Rows from a pointing dataset
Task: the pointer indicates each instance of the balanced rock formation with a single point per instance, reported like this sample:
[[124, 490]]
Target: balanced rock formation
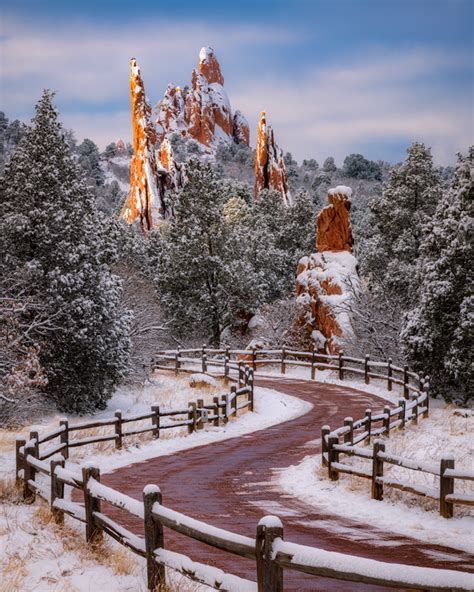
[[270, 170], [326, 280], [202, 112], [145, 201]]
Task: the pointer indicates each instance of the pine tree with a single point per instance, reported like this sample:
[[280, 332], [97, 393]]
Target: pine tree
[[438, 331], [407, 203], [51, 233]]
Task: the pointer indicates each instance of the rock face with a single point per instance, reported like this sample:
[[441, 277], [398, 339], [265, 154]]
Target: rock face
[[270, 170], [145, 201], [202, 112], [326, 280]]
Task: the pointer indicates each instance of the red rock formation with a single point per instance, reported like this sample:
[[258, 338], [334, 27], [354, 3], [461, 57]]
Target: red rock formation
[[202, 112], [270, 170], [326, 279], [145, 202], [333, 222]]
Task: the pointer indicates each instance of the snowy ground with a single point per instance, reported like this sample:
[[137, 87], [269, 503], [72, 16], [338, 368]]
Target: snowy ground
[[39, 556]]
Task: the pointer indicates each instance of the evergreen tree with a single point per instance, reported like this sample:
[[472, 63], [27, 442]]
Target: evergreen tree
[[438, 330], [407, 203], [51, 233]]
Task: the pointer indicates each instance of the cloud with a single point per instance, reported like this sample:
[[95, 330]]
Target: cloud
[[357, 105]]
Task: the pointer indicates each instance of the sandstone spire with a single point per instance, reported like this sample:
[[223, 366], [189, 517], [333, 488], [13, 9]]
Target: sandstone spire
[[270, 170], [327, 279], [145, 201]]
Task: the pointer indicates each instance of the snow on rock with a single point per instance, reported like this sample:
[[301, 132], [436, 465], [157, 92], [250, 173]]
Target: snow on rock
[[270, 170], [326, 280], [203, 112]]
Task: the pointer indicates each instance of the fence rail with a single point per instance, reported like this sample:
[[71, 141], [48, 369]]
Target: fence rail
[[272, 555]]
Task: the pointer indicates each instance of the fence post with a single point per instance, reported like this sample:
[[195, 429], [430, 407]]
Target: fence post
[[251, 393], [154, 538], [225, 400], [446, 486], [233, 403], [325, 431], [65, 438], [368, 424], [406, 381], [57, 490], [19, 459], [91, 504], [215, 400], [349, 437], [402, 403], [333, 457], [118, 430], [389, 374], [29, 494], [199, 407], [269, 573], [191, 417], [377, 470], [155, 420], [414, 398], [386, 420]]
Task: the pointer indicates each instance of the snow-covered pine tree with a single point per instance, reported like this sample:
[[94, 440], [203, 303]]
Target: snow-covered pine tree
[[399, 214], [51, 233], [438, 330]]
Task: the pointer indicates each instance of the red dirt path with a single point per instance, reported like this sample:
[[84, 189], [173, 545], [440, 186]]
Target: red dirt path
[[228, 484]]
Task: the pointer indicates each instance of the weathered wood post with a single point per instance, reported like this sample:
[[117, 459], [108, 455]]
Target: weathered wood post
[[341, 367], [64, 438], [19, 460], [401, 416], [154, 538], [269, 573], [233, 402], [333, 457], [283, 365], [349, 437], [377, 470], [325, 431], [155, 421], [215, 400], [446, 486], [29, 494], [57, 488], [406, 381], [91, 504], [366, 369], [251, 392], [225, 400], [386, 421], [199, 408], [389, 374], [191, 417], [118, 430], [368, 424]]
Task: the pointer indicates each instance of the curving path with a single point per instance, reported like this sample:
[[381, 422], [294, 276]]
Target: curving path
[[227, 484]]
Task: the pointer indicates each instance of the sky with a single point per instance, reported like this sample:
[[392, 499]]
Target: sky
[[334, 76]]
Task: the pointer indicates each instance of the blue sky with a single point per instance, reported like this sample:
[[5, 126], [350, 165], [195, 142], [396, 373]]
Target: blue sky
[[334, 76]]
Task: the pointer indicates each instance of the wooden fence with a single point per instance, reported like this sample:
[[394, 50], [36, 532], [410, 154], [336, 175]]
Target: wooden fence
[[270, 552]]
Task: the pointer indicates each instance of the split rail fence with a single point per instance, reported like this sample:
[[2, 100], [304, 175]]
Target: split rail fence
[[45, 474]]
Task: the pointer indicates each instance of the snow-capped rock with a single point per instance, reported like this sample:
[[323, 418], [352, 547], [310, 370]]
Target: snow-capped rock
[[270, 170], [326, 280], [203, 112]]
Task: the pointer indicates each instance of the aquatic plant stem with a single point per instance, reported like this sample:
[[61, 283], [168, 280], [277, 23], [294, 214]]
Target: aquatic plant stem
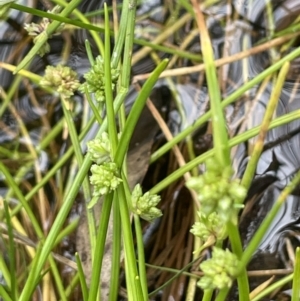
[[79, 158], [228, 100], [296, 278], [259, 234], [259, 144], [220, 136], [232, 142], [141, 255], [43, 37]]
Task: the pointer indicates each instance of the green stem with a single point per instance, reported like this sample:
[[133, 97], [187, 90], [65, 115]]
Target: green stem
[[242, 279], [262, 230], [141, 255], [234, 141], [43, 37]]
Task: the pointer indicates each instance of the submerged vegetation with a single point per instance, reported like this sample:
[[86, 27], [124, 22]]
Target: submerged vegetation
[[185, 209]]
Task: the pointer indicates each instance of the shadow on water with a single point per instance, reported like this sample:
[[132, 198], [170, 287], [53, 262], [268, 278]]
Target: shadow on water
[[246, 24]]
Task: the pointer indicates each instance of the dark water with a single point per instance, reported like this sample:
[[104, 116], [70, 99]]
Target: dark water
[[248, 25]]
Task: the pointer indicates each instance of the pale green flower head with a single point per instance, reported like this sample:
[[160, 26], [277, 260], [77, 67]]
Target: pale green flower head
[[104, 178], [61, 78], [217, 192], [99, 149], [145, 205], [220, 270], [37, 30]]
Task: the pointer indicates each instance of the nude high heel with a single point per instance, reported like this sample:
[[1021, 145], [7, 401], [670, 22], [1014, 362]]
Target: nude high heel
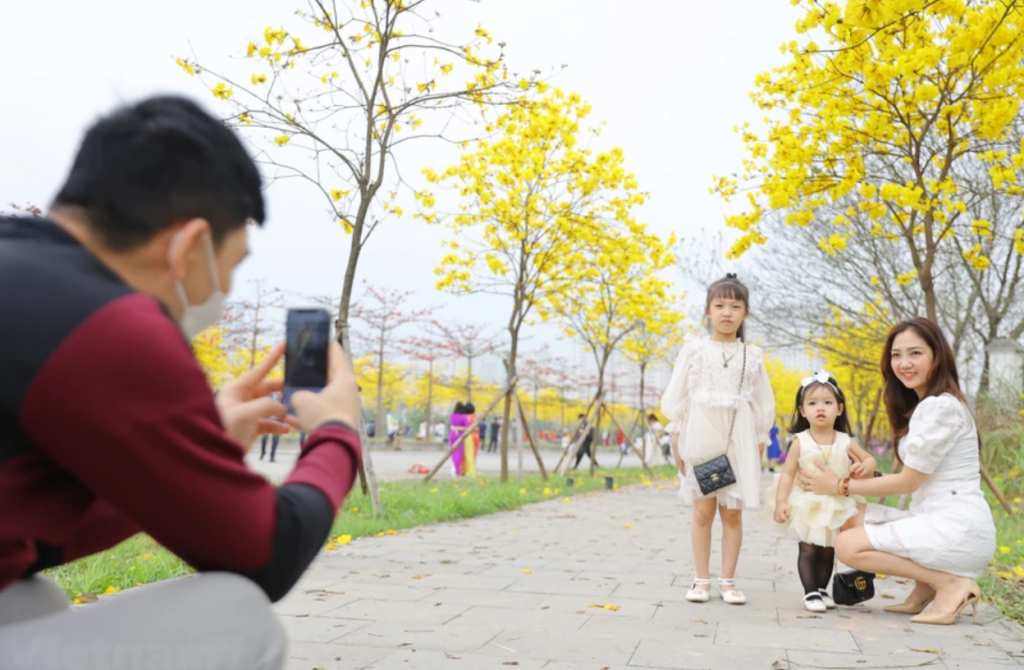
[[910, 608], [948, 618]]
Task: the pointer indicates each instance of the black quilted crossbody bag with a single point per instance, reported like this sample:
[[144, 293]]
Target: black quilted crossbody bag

## GIVEN INSTRUCTION
Reproduce every line of the listing from the line with "Task: the pointer indicates each instance of the red rock" up to and including the line with "[[270, 170], [327, 279], [145, 201]]", offsetting each answer coordinate by 25. Only the answer coordinates change.

## OUTPUT BELOW
Task: the pointer indicates each instance of the red rock formation with a single point per instance, reported like this sample:
[[258, 338], [334, 27], [354, 3], [461, 57]]
Target: red rock formation
[[227, 137], [295, 195], [351, 304], [170, 227], [358, 247]]
Task: the pointer indicates each instance of the snowy ground with a single point per instance, reported like this sample:
[[137, 87], [269, 503], [72, 16], [338, 368]]
Target: snowy ground
[[64, 581]]
Task: the pointer indicates each instance of the evergreen tree with a single point per instance, reported like this sample:
[[472, 63], [27, 442]]
Target: evergreen tree
[[463, 355], [432, 228], [76, 258]]
Task: the pointer indicates each instance of the cloud with a single point per instance, reported like this sample:
[[95, 330]]
Target: cloud
[[382, 130]]
Task: the pointer indicates each instance of the sandstone spire with a single point per instance, reported like this sample:
[[223, 366], [189, 517], [333, 488], [13, 9]]
Target: sandstone spire
[[295, 195], [352, 304], [170, 226]]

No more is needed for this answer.